Segment Start: TEXT
UK employers are having trouble recruiting and retaining EU staff across many different industries
Spectre of exodus of EU labour haunts UK
UK businesses are facing potentially devastating labour shortages following the country’s vote to leave the European Union, as European workers are deterred by the low value of the pound and negative perceptions about the UK post-Brexit.
“Europeans are being put off coming to working the UK, and those already here are leaving the UK,” says Clive Watson, the chairman of the City Pub Company, a chain of upmarket hostelries in the south of England. “There are 3.2 million EU citizens living in the UK. If even 10 per cent of those go, there will be big gaps and it’s going to get worse.”
UK employers are having trouble recruiting and retaining EU staff across many different industries: healthcare; construction; agriculture; retail; food; logistics; IT; and food and drink sectors. Hospitality and tourism have been hit particularly hard: 75 per cent of waiters and waitresses; 25 per cent of chefs; and 37 per cent of housekeeping staff are EU nationals, according to The British Hospitality Association (BHA). In a new report it warns that UK hotels and restaurants will fold if they cannot recruit the 600,000 workers they need each year to replace churn and drive growth. If EU migrations falls to zero after 2019, it says there would be a shortfall of 1 million workers in a decade's time.
“While Brexit will encourage some employers to work harder to recruit local candidates and people from under-represented groups in the UK, many employers are already working to build links with schools, provide apprenticeships and invest in training and yet are unable to find the skills and people they need,” says Peter Cheese, the chief executive of the employers body, the Chartered Institute of Personnel and Development (CIPD).
“Employers have difficulty attracting sufficient UK nationals to work in low-paid and low-skilled jobs particularly where hours are anti-social or the work environment challenging, despite offering higher pay and investing in the skills of the workforce in some cases.”
Mr Watson agrees: “Many English people think they’re above working in hospitality. Europeans helped the hospitality industry grow, and now we have great bars and restaurants. If they leave they’ll lose their diversity and quality.”
Segment End: TEXT
Segment Start: INFORMATION SUPPLIED
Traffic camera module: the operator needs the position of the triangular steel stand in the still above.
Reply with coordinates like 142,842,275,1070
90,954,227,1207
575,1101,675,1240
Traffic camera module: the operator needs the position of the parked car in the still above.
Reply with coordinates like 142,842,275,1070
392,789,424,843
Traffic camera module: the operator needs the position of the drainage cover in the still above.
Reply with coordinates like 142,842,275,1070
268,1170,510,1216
Segment End: INFORMATION SUPPLIED
TASKS TO COMPLETE:
**1.** According to the article on EU workers and Brexit, what share of chefs in UK hospitality are EU nationals?
**2.** Write the next part of the article on EU workers leaving the UK after Brexit, picking up after its final paragraph.

RESPONSES IN ORDER:
**1.** 25 per cent of chefs are EU nationals, according to The British Hospitality Association.

**2.**
He says UK employers will have to work harder to recruit, increasing pay and giving employees training and career prospects, as he says he already does. His company, he says, has good staff retention but he does not feel immune to future pressure on labour supply.
“I think the test will come once EU nationals know what their rights are going forward. If they are curtailed, you’ll see a big drift back to home countries.”
With the EU economy doing well, Mr Watson predicts that EU workers will return to their home countries - where the economy is picking up - and they feel welcome.
Meanwhile, the lack of clarity on the government’s post-Brexit immigration policy has left UK business owners in limbo, with one in five organisations surveyed by the CIPD saying that without access to EU workers and the free-trade EU Single Market they are considering moving all or part of their UK operations - and plans for future growth - abroad.
“Access to skilled and unskilled labour is a huge concern for employers,” says Mr Cheese.
“If the government does not provide a straightforward, flexible and affordable immigration system for EU nationals post-Brexit, significant numbers of employers are likely to face real skill shortages which may hold back their growth and performance," he says.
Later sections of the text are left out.